§ **WHAT TO DO**
Count the lines below that contain the string "shadow" and give only that number.

(Named-object pointing lines)
****************

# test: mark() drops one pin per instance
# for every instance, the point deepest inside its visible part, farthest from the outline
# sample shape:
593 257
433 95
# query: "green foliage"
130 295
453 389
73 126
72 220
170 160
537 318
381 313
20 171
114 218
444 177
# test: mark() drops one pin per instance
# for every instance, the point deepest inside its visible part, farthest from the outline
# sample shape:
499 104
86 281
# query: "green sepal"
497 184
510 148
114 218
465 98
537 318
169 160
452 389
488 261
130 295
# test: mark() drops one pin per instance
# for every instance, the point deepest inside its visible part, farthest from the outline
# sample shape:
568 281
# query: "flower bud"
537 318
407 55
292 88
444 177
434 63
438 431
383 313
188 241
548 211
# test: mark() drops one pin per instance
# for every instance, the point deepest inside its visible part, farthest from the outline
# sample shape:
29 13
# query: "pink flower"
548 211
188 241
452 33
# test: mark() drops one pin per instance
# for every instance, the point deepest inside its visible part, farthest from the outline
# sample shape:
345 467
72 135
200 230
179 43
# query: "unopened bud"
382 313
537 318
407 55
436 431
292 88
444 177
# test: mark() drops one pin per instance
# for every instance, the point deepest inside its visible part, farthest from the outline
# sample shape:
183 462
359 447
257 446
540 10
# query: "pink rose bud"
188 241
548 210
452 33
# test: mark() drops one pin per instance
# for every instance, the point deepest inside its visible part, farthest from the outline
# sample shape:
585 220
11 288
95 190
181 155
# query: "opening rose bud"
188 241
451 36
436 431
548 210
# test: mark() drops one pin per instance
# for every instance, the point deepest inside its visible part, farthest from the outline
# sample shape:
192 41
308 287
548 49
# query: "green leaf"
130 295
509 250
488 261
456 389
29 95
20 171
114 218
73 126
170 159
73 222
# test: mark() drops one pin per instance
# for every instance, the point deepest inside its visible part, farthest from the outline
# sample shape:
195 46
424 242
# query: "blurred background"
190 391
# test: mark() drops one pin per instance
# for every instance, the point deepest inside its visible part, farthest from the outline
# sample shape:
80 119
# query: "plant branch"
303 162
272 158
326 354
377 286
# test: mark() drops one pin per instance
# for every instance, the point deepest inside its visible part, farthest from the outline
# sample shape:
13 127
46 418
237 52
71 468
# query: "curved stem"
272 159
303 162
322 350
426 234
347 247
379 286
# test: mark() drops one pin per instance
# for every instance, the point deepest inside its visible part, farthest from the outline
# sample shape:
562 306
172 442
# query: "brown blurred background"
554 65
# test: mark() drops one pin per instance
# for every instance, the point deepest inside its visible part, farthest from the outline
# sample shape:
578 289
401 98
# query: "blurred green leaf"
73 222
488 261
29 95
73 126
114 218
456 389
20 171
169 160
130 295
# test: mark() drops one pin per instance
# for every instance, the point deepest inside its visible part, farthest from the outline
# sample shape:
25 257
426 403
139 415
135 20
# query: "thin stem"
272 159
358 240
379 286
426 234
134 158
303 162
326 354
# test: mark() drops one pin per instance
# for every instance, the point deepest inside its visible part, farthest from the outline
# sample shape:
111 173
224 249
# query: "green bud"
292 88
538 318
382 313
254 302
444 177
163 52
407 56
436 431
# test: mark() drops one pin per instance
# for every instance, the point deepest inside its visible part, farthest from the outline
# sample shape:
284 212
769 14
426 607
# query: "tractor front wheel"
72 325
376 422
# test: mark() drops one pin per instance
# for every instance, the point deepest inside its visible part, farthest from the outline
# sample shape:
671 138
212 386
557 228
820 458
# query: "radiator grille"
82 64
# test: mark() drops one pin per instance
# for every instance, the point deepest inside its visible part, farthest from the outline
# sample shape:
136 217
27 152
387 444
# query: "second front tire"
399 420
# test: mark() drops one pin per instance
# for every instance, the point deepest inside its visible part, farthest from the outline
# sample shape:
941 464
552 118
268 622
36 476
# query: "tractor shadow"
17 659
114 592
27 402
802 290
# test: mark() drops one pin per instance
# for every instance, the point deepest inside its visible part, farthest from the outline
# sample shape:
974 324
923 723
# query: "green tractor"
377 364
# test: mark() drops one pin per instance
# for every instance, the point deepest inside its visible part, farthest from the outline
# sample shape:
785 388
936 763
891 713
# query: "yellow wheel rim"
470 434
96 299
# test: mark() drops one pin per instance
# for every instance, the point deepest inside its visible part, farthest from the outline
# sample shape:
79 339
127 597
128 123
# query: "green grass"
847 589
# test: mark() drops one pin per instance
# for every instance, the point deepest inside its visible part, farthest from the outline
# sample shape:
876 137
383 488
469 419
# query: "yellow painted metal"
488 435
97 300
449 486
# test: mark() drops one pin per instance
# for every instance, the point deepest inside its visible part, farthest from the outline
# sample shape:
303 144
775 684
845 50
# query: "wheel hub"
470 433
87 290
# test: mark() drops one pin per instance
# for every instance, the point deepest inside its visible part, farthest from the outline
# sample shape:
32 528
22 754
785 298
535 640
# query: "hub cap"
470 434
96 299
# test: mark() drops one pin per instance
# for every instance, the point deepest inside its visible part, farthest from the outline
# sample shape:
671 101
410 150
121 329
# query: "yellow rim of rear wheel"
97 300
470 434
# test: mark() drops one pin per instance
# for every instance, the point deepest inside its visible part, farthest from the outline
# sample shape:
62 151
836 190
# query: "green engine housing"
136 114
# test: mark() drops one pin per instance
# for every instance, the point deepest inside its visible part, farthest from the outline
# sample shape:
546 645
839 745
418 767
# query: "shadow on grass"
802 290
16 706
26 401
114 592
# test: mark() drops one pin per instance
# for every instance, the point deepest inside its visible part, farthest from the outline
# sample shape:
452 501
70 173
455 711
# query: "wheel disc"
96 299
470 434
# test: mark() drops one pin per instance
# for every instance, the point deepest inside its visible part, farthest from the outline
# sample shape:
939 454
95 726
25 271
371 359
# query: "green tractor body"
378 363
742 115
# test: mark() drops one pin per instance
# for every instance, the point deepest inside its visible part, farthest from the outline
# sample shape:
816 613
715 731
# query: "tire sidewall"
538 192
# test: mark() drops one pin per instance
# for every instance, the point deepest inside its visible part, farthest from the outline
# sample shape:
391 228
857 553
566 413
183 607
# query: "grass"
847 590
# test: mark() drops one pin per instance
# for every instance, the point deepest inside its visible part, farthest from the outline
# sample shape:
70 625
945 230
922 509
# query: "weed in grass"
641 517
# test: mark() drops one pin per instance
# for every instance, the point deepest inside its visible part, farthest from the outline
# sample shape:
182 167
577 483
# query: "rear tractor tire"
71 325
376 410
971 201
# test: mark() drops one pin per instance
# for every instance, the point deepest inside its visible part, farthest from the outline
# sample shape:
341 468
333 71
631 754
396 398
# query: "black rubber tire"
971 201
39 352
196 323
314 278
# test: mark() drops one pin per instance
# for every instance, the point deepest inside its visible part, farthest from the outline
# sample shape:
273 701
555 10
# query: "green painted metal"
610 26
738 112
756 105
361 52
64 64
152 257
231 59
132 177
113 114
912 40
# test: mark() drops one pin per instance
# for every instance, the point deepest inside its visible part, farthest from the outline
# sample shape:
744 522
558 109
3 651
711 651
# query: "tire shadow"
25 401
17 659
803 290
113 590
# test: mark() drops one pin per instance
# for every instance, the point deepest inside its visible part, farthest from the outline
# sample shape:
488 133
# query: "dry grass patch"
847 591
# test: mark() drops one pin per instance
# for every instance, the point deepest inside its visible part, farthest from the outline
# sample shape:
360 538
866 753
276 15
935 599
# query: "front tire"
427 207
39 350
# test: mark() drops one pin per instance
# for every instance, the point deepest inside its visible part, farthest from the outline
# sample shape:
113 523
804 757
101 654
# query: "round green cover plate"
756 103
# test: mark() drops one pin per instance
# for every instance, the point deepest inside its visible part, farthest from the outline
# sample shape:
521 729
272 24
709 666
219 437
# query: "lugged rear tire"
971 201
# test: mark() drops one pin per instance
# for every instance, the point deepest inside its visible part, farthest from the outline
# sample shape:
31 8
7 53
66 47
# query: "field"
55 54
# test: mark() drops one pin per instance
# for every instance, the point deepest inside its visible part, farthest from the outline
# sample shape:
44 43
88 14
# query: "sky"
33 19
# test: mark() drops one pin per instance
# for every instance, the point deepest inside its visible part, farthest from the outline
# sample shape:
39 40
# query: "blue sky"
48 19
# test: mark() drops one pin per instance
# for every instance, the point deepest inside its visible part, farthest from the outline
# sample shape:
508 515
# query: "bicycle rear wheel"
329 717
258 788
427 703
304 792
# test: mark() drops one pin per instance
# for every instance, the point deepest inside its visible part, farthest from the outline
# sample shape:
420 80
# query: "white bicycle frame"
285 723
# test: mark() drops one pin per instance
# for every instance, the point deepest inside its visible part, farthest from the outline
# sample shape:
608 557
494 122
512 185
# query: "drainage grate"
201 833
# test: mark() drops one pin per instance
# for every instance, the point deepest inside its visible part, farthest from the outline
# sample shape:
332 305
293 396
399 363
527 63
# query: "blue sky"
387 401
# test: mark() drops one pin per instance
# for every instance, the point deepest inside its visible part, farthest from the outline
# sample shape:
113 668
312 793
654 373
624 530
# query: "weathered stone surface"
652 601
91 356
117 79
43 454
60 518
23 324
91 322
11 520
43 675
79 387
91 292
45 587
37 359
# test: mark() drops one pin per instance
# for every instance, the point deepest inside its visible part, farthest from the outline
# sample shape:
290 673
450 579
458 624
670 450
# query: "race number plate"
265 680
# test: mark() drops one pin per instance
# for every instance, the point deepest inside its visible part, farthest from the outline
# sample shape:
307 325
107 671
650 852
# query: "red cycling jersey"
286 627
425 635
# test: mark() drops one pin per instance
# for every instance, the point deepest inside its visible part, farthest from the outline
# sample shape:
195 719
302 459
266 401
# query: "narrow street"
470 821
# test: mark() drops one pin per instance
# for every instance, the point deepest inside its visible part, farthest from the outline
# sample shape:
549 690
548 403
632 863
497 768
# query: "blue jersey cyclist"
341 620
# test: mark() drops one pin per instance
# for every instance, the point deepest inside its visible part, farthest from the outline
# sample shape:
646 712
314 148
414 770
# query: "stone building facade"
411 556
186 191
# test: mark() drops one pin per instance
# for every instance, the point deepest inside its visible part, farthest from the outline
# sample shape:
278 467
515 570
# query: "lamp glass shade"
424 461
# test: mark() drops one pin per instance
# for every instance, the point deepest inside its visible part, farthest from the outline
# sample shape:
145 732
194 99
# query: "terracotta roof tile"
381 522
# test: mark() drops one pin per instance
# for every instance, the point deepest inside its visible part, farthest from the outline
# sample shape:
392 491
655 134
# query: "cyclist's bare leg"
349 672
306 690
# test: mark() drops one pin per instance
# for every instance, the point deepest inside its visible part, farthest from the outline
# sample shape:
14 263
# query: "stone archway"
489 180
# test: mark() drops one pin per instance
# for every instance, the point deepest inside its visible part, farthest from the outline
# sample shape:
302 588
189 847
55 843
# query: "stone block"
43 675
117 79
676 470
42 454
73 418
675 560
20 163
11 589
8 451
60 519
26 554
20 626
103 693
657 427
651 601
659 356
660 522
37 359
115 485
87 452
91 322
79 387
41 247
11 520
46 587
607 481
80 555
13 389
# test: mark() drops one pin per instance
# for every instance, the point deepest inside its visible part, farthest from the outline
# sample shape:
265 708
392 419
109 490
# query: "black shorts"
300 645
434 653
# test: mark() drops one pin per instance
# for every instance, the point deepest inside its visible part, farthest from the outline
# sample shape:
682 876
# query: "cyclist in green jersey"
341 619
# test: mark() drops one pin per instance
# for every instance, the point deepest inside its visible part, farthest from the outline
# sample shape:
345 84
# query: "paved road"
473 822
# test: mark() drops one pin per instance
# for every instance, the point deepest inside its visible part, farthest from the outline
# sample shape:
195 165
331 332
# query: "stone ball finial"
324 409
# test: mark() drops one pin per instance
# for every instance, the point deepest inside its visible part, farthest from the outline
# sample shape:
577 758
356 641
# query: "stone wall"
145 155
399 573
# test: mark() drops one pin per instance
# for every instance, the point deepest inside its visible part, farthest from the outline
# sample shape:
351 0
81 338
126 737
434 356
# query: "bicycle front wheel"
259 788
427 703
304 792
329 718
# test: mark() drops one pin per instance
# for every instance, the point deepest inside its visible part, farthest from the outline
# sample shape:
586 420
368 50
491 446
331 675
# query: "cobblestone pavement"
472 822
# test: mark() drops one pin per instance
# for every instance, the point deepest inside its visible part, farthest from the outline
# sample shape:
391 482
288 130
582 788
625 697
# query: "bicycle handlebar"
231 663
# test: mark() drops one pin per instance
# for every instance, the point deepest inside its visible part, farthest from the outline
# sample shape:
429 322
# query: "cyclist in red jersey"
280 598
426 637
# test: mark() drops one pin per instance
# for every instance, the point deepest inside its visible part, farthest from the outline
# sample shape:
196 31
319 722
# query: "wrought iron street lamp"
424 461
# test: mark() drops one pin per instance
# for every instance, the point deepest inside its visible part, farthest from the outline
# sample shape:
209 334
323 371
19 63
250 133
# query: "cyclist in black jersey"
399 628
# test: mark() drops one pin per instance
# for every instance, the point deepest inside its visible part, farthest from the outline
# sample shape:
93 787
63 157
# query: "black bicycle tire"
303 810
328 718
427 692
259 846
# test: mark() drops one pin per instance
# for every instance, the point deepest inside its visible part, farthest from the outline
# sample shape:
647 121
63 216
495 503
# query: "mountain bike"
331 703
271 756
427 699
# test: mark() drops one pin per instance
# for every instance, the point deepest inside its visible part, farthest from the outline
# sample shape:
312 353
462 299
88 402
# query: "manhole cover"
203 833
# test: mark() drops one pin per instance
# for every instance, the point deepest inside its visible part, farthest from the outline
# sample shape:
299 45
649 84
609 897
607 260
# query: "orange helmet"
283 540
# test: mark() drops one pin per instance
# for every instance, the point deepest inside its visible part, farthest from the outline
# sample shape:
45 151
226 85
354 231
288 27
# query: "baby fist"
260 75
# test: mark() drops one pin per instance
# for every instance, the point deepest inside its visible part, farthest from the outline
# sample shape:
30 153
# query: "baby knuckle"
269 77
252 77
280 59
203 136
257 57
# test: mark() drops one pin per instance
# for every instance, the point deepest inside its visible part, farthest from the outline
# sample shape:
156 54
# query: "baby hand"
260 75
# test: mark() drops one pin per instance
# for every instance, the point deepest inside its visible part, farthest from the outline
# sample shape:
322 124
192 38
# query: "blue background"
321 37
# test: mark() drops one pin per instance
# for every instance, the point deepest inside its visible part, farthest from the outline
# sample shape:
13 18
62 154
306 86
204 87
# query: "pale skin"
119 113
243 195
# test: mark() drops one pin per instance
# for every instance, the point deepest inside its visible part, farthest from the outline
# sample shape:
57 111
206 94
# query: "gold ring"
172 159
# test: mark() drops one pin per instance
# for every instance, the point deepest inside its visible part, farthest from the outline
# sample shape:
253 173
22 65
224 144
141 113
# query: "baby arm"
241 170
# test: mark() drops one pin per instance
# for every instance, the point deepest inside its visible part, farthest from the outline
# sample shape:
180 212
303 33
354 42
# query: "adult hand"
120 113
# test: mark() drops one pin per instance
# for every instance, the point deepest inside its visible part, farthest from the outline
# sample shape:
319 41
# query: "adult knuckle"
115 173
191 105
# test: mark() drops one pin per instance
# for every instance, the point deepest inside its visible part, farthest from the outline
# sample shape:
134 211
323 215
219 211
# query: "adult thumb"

****************

§ **FULL OUTPUT**
3